# [Given instruction 1]
Copy the forum thread on famous operational issues between "On 2/20/21 4:07" and "watch has now.", inclusive, swapping "datacenter" for "data center".
# [Given instruction 2]
Write the next part of the forum thread on famous operational issues, picking up after its last sentence.

# [Passage given]
Here in the UK we avoid that issue by pronouncing the packet-shifter as "rooter", and only the wood-working tool as "rowter" :)

Of course, it raises a different set of problems when talking to the Australians...

Cheers,
Tim.
Re: Famous operational issues [ In reply to ]
    Well...

    During my younger days, that button was used a few time by the
operator of a VM/370 to regain control from someone with a "curious
mind" *cought* *cought*...

-----
Alain Hebert ahebert@pubnix.net
PubNIX Inc.
50 boul. St-Charles
P.O. Box 26770 Beaconsfield, Quebec H9W 6G7
Tel: 514-990-5911 http://www.pubnix.net Fax: 514-990-9443

On 2/20/21 4:07 AM, Henry Yen wrote:
> On Thu, Feb 18, 2021 at 07:34:39AM -0500, Patrick W. Gilmore wrote:
>> In 1994, there was a major earthquake near the city of Los Angeles. City hall had to be evacuated and it would take over a year to reinforce the building to make it habitable again. My company moved all the systems in the basement of city hall to a new datacenter a mile or so away. After the install, we spent more than a week coaxing their ancient (even for 1994) machines back online, such as a Prime Computer and an AS400 with tons of DASD. Well, tons of cabinets, certainly less storage than my watch has now.

# [Provided material]
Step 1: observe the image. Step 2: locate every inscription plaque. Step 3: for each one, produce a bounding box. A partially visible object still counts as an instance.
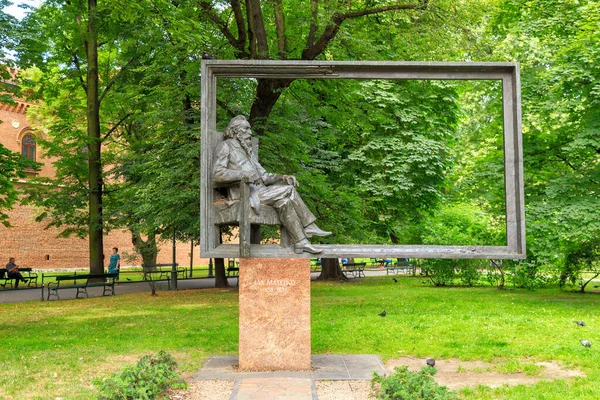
[239,258,311,371]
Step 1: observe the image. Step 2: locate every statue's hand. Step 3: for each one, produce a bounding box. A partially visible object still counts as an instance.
[283,175,298,187]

# [Final answer 1]
On 2/20/21 4:07 AM, Henry Yen wrote:
> On Thu, Feb 18, 2021 at 07:34:39AM -0500, Patrick W. Gilmore wrote:
>> In 1994, there was a major earthquake near the city of Los Angeles. City hall had to be evacuated and it would take over a year to reinforce the building to make it habitable again. My company moved all the systems in the basement of city hall to a new data center a mile or so away. After the install, we spent more than a week coaxing their ancient (even for 1994) machines back online, such as a Prime Computer and an AS400 with tons of DASD. Well, tons of cabinets, certainly less storage than my watch has now.

# [Final answer 2]
>>
>> I was in the DC going over something with the lady in charge when someone walked in to ask her something. She said “just a second”. That person took one step to the side of the door and leaned against the wall - right on an EPO which had no cover.
>>
>> Have you ever heard an entire row of DASD spin down instantly? Or taken 40 minutes to IPL an AS400? In the middle of the business day? For the second most populous city in the country?
>>
>> Me: Maybe you should get a cover for that?
>> Her: Good idea.
>>
>> Couple weeks later, in the same DC, going over final checklist. A fedex guy walks in. (To this day, no idea how he got in a supposedly locked DC.) She says “just a second”, and I get a very strong deja vu feeling. He takes one step to the side and leans against the wall.
>>
>> Me: Did you order that EPO cover?
>> Her: Nope.
> some of the ibm 4300 series mini-mainframes came with a console terminal
> that had a very large, raised (completely not flush), alternate power
> button on the upper panel of the keyboard, facing the operator. in later
> versions, the button was inset in a little open box with high sides. in
> earlier versions, there was just a pair of raised ribs on either side of the
> button. in the earliest version, if that panel needed to be replaced, the
> replacement part didn't even have those protective ribs, this huge button
> was just sitting there. on our 4341, someone had dropped the keyboard during
> installation and the damaged panel was replaced with the
> no-protection-whatsoever part.
>
> i had an operator who, working a double shift into the overnight run,
> fell asleep and managed to bang his head square on the button.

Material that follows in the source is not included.